DOCUMENT SECTION =>
Start

The purpose of this article is to explore why the presidential pardon power has been invoked by our last three presidents not merely for the traditional reasons of showing mercy or ensuring justice, but also in circumstances where the president may have enjoyed a personal benefit from exercising executive clemency. Presidents George H.W. Bush, Bill Clinton, and George W. Bush each used clemency in inappropriate ways: either to help their own executive branch officials and possibly themselves to avoid judicial prosecution (Bush 1 and 2), or to excuse financial contributors and aides that, as the president himself, had been subjects of aggressive independent counsel investigations (Clinton).
These controversial clemency actions of the last three presidents are an unfortunate legacy of the independent counsel statute, which lapsed in 1999. As will be shown, nearly every pre-Watergate president who had endured a special counsel investigation avoided using the clemency power to excuse executive branch officials from their crimes, especially in circumstances where the president's own involvement was unclear. The restraint showed by these past presidents is consistent with the framers' intentions that the clemency power be used either as a kingly "act of grace," or for "the public welfare"--not to excuse the president's men.
The three recent presidents mentioned above may represent a disturbing new trend where a modern chief executive feels free to excuse his close associates in circumstances where his administration may be involved in wrongdoing, or to reward political donors. Using the clemency power to protect one's aides or help one's benefactors marks a misuse of the presidential pardon power.

End

DIRECTIVES =>
A - Name every president identified by name in the article on presidential pardons.
B - According to the article on presidential pardons, in what year did the independent counsel statute lapse?
C - Carry the article on presidential pardons forward from its last sentence.

DATA LINES =>
Start

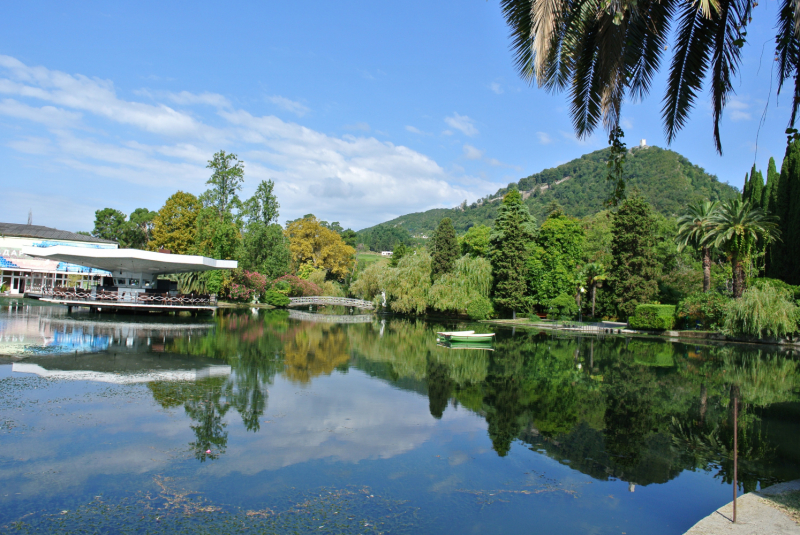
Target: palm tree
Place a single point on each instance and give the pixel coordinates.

End

RESULTS OF THE TASKS =>
A - George H.W. Bush, Bill Clinton, George W. Bush

B - 1999

C -
The presidential clemency power found in Article II of the Constitution vests in the president the ability to "grant reprieves and pardons for offenses against the United States, except in cases of impeachment." The American clemency power was based on the British king's power to excuse offenses. In Great Britain, where an absolute monarch reigned virtually unchecked, the pardon power was often "abused for personal gain," according to political scientist David Gray Adler (Adler 1989, 213). He notes, "the king frequently used pardons as partisan indulgences for friends and supporters" (ibid., 209). In fact, "pardons frequently [were] sold" by Edward II (ibid., 227). Kings used clemency to consolidate power, concluding that mercy endears a king to his subject (Kobil 1991, 586). Despite their fear of tyranny, the American framers nevertheless added to the Constitution a very potent clemency power. They followed the British idea of vesting a clemency power in one person by awarding it to the chief executive or "president" in the Constitution, although many remained suspicious of a strong executive (ibid., 589-590).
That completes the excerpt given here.